Saved entries:
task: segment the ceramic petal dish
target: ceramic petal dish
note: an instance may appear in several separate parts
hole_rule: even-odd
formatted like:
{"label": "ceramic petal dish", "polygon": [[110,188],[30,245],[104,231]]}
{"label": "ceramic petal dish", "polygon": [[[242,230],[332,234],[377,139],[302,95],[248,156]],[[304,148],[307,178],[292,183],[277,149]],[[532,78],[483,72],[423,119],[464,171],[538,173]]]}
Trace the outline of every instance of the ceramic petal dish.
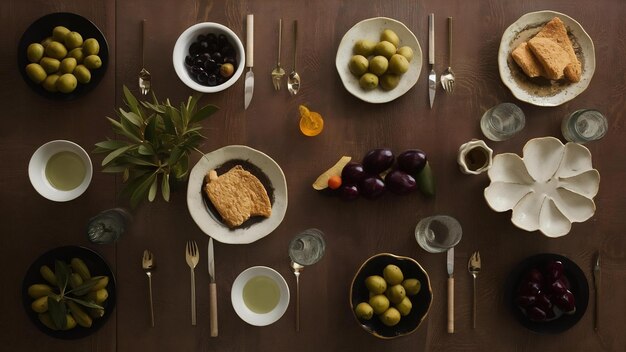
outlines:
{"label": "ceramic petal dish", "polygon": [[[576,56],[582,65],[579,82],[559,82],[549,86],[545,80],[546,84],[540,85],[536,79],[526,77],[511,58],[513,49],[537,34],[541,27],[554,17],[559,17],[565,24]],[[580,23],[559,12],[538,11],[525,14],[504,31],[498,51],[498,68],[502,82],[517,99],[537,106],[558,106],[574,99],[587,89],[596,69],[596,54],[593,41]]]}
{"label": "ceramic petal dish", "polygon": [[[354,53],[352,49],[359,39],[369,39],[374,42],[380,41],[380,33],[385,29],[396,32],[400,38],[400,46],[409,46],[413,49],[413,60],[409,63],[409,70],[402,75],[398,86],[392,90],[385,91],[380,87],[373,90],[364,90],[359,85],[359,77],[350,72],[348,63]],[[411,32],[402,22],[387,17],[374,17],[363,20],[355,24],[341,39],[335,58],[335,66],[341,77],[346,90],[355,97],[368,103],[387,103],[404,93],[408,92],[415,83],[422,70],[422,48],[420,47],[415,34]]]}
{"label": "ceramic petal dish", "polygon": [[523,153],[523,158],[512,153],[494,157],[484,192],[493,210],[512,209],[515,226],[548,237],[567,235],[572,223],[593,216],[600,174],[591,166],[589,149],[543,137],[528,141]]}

### REQUIRED ACTION
Set the records down again exactly as given, and leave the pictures out.

### RESULT FOR THIS TASK
task: segment the ceramic petal dish
target: ceramic petal dish
note: an instance may appear in several separate parts
hole_rule: even-odd
formatted like:
{"label": "ceramic petal dish", "polygon": [[110,188],[30,245],[104,231]]}
{"label": "ceramic petal dish", "polygon": [[[242,230],[332,234],[377,139],[302,95],[248,156]],[[304,148],[307,178],[292,183],[277,149]],[[532,78],[483,72],[423,119],[464,171],[538,173]]]}
Trace the outline of every instance of the ceramic petal dish.
outlines:
{"label": "ceramic petal dish", "polygon": [[[576,56],[582,65],[579,82],[559,82],[549,86],[545,80],[546,84],[540,85],[536,79],[526,77],[511,58],[513,49],[537,34],[541,27],[554,17],[559,17],[565,24]],[[580,23],[559,12],[538,11],[525,14],[504,31],[498,51],[498,68],[502,82],[517,99],[537,106],[558,106],[574,99],[587,89],[596,69],[596,54],[593,41]]]}
{"label": "ceramic petal dish", "polygon": [[[354,53],[352,49],[359,39],[369,39],[374,42],[380,41],[380,33],[385,29],[396,32],[400,38],[400,46],[409,46],[413,49],[413,60],[409,63],[409,70],[402,75],[398,86],[392,90],[385,91],[380,87],[373,90],[364,90],[359,85],[359,77],[350,72],[348,63]],[[411,32],[402,22],[387,17],[374,17],[363,20],[355,24],[341,39],[335,58],[335,66],[341,77],[346,90],[355,97],[368,103],[387,103],[404,93],[408,92],[415,83],[422,70],[422,48],[420,47],[415,34]]]}
{"label": "ceramic petal dish", "polygon": [[523,153],[523,158],[512,153],[494,157],[484,192],[493,210],[512,209],[515,226],[548,237],[567,235],[572,223],[593,216],[600,174],[591,166],[589,149],[543,137],[528,141]]}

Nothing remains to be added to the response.